Misia o mamo - kiedy w końcu przestanie cię męczyć... :eek: zdjęcie Natalki cudneee...
chciałąbym wiedzieć;-)ale nie jest tak źle,bo tylko sporadycznie,choć woda do picia odpada:-(

Wczoraj znowu miałam dzień sprzątania i prania i dzień zleciał nie wiadomo kiedy, a po południu byłam taka wypluta, że marzyłam tylko o tym żeby Ł wrócił jak najszybciej z pracy. No ale jak na złość akurat wczoraj musiał zostać do 18, potem zajechać do drugiej firmy. A ja miałam przymusowej wcześniejsze kąpanie Olka, bo tak jadł kisiel, że się później nim cały wysmarował, całą buzię i całe włosy, już mu nawet nic nie mówiłam, bo załapałam taką fazę z niego, że nagrałam filmik:-D No ale żeby tego było mało, to później zwymiotował całym tym kiślem (nie wiem czemu), więc miałam sprzątanie:eek:, a potem jak umyłam naczynia, to zobaczyłam, że stoję w wielkiej kałuży - oderwała się rurka spod zlewu i wszystko wyciekło przez drzwiczki od szafki, a że w ciapach byłam to nic nie czułam i zobaczyłam dopiero jak umyłwam wszystkie gary:crazy: Więc znowu przymusowe sprzątanie:baffled: Wieczorem zasiadłam, żeby was podczytać przy kolacji, ale zadzwoniła do mnie kumpela i godzinę nawujałyśmy przez tel. I tak sie zrobiła godzina 22 i zaraz padłam.
pechowy dzień miałaś:sorry:

Wczoraj wkurzyłam się na maksa, pół dnia spędziłam w garach gotując i piekąc a kuzynka nawet nie raczyła zatelefonować ze nie przyjedzie - jak ja nie znoszę takich niesłownych ludzi :no::no: następnym razem powiem jej że mnie nie ma w domu i niech siedzi na mrozie i na autobus czeka :crazy::crazy:
brak słów na bezmyślność ludzi
:no:ale rodzina pewnie zadowolona z dobroci,które zrobiłąś,co?:-p

No a jeszcze jutro ten ślub, więc pomimo weekendu nie poodpoczywam, no ale przynajmniej się wyrwiemy razem z Ł sami,
udanej zabawy życzę:tak:
co do mieszkania, to jesteśmy w trakcie, nie mamy noża na gardle, że musimy już natychmiast, tym bardziej że sytuaca w obecnym mieszkaniu się zmieniła i możemy spokojnie powoli sobie czegoś szukać bez pośpiechu.

------------------------------------------------------------

• **ZADANIA DO ĆWICZEŃ**:
a. Określ, czy stwierdzenia (i) Olek wysmarował się kisielem, (ii) Ł wrócił wczoraj wcześnie z pracy, (iii) kuzynka zadzwoniła z informacją, że nie przyjedzie, zgadzają się z tekstem. Przy każdym odpowiedz „tak” lub „nie” i przytocz rozstrzygające słowa tekstu.
b. Przepisz fragment tekstu od „No a jeszcze” do „szukać bez pośpiechu.” włącznie, zastępując „ślub” słowem „wesele”.

• **MATERIAŁ**:

------------------------------------------------------------

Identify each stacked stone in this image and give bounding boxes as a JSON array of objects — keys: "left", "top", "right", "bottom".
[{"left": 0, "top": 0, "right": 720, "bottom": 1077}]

------------------------------------------------------------

• **ROZWIĄZANIA ZADAŃ**:
a.
(i) Tak: „tak jadł kisiel, że się później nim cały wysmarował”.
(ii) Nie: „akurat wczoraj musiał zostać do 18”.
(iii) Nie: „kuzynka nawet nie raczyła zatelefonować ze nie przyjedzie”.

b.
No a jeszcze jutro ten wesele, więc pomimo weekendu nie poodpoczywam, no ale przynajmniej się wyrwiemy razem z Ł sami,
udanej zabawy życzę:tak:
co do mieszkania, to jesteśmy w trakcie, nie mamy noża na gardle, że musimy już natychmiast, tym bardziej że sytuaca w obecnym mieszkaniu się zmieniła i możemy spokojnie powoli sobie czegoś szukać bez pośpiechu.